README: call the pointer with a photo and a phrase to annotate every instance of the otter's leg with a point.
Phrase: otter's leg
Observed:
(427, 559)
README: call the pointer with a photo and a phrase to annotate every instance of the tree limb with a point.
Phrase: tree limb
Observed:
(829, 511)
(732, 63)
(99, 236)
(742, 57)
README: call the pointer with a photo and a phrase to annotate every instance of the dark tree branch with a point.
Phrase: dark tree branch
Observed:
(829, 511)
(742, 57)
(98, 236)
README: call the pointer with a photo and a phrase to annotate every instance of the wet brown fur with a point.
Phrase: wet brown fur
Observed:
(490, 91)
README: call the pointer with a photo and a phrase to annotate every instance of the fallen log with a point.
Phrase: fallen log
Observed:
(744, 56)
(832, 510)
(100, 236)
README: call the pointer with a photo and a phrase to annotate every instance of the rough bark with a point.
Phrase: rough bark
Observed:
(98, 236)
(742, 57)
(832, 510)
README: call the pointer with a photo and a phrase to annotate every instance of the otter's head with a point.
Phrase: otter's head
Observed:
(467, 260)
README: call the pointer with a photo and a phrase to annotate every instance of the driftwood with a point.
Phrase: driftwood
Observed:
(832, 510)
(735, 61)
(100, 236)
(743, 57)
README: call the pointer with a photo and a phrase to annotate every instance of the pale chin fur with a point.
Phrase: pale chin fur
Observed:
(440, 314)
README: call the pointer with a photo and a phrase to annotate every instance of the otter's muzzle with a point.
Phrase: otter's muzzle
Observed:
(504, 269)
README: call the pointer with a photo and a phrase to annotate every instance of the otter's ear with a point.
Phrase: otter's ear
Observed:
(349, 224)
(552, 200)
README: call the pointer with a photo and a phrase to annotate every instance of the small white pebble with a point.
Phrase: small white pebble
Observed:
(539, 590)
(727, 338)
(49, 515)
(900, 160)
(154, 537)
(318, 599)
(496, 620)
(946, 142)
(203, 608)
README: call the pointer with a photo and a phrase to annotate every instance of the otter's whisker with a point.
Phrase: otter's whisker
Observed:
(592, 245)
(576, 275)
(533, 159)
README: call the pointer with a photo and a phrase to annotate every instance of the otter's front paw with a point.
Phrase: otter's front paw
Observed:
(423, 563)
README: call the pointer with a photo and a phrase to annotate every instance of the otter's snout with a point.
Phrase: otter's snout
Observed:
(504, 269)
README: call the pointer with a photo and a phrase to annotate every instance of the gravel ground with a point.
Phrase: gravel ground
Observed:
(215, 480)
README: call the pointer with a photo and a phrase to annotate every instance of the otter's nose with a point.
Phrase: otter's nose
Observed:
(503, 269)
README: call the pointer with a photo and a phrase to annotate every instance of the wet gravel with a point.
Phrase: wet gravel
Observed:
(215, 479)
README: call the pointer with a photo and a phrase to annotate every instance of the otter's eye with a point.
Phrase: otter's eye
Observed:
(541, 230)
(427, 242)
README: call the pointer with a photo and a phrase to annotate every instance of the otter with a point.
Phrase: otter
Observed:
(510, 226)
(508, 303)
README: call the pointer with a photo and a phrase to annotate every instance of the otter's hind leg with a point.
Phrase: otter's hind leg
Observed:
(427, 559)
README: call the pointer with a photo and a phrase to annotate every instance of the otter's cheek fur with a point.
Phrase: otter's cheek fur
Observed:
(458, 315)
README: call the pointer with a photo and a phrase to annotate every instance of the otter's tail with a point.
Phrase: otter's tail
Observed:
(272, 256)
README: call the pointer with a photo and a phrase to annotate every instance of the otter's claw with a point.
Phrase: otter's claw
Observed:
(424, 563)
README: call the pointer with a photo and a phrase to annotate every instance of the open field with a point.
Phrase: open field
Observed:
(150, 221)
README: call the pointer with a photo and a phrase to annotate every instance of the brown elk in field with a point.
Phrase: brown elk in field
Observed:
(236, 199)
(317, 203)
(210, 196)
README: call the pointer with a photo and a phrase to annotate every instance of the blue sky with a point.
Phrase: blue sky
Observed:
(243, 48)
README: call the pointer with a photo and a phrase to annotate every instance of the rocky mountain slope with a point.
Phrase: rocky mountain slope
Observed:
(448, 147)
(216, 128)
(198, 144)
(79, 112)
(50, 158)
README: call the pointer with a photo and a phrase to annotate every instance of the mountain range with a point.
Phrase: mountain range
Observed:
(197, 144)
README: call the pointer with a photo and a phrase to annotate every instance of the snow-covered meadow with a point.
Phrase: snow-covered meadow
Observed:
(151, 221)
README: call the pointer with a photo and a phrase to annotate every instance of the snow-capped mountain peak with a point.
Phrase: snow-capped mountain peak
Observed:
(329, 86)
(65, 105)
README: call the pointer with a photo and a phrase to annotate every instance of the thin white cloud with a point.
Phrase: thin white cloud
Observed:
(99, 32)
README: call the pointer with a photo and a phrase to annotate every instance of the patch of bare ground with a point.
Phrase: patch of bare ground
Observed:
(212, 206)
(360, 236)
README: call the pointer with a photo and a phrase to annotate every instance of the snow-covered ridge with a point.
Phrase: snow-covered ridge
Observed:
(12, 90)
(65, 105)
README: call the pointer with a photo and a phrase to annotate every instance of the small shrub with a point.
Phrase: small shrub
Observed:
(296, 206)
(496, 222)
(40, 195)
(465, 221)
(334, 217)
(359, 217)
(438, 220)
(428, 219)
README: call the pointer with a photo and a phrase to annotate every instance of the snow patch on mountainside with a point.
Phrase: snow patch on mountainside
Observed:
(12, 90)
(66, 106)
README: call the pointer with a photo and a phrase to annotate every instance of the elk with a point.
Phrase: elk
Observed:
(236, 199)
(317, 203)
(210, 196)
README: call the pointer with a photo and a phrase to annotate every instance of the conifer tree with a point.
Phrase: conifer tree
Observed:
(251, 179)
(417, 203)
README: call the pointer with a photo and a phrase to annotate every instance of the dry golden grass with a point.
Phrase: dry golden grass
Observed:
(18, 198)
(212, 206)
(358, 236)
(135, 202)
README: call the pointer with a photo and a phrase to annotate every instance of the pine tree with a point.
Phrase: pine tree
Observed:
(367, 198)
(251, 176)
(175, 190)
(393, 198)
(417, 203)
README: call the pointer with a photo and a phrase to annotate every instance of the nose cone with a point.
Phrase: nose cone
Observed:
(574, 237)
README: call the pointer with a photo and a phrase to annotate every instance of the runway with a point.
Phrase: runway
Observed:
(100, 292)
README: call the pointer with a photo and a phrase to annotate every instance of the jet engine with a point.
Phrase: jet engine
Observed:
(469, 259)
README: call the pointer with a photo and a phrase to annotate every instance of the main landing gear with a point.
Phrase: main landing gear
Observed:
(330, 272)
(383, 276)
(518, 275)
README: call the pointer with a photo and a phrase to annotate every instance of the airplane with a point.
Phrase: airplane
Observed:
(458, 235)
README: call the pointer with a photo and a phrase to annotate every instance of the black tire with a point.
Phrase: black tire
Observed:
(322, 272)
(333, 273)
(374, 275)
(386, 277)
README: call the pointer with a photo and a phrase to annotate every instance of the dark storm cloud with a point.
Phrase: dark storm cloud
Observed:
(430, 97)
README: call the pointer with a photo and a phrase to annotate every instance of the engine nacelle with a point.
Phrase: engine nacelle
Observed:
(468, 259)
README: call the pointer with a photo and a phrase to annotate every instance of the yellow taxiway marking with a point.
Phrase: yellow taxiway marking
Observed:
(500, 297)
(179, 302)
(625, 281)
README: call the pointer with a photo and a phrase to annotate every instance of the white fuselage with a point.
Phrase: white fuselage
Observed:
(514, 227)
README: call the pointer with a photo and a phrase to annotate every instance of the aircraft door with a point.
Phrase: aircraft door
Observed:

•••••

Wherever the string "brown" occurs in the data, copy the line that holds it.

_RESPONSE FOR THIS EXERCISE_:
README: call the pointer with a photo and a phrase to annotate every instance of the wet brown fur with a point.
Phrase: wet brown fur
README: call the pointer with a photo and a phrase to annotate every instance of the brown elk in field with a point.
Phrase: brown elk in field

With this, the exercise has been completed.